● **The exercise**: Reproduce the items verbatim, starting with their very first line and ending with the line containing "M446 289L456 294L463", both of those lines included.

**** Raw records ****

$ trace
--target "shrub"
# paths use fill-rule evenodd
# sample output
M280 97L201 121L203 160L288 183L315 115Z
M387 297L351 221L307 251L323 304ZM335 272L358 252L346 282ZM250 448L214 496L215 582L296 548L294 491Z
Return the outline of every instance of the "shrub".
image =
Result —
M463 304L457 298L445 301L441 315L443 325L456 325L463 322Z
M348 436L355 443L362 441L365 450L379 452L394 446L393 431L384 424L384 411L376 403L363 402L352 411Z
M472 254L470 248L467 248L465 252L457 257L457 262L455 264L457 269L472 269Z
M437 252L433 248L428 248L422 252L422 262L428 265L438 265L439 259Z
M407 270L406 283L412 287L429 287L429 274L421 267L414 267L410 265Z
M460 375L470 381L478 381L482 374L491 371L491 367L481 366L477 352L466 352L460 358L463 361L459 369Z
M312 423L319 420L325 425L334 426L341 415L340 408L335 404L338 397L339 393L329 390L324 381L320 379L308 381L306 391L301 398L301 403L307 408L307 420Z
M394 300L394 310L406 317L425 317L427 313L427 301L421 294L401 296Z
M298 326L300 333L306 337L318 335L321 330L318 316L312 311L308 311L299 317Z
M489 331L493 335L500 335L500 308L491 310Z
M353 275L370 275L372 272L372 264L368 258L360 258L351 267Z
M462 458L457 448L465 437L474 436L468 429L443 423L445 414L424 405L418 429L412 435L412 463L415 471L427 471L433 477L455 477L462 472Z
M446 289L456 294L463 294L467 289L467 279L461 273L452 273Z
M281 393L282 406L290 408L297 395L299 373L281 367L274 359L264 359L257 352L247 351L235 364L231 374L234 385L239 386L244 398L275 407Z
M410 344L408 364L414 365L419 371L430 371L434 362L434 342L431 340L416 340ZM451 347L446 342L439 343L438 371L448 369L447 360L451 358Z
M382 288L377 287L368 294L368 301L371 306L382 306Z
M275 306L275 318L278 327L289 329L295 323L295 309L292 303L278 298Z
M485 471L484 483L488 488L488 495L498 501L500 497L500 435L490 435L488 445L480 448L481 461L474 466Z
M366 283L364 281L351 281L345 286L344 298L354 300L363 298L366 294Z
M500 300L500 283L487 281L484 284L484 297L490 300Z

****

● **Response to this exercise**:
$ trace
--target "shrub"
# paths use fill-rule evenodd
# sample output
M280 97L201 121L203 160L288 183L315 115Z
M387 297L351 221L307 251L323 304ZM335 272L358 252L346 282ZM250 448L214 496L215 582L296 548L294 491Z
Return the outline of every instance of the "shrub".
image =
Result —
M463 304L457 298L445 301L441 315L443 325L456 325L463 322Z
M348 436L355 443L362 441L365 450L379 452L394 446L393 431L384 424L384 411L376 403L363 402L352 411Z
M472 254L470 248L467 248L465 252L457 257L457 262L455 264L457 269L472 269Z
M437 252L433 248L428 248L422 252L422 262L428 265L438 265L439 259Z
M407 270L406 283L412 287L429 287L429 274L421 267L414 267L410 265Z
M460 375L470 381L478 381L482 374L491 371L491 367L481 366L477 352L466 352L460 358L463 361L459 369Z
M312 423L319 420L325 425L334 426L341 415L340 408L335 404L338 397L339 393L329 390L324 381L320 379L308 381L306 391L301 398L301 403L307 408L307 420Z
M394 300L394 310L406 317L425 317L427 313L427 301L421 294L401 296Z
M298 326L300 333L306 337L318 335L321 330L318 316L312 311L308 311L299 317Z
M489 331L493 335L500 335L500 308L491 310Z
M353 275L370 275L372 272L372 264L368 258L360 258L351 267Z
M462 458L457 448L465 437L474 436L468 429L443 423L445 414L424 405L418 429L412 435L412 463L415 471L427 471L433 477L455 477L462 472Z
M446 289L456 294L463 294L467 289L467 279L461 273L452 273Z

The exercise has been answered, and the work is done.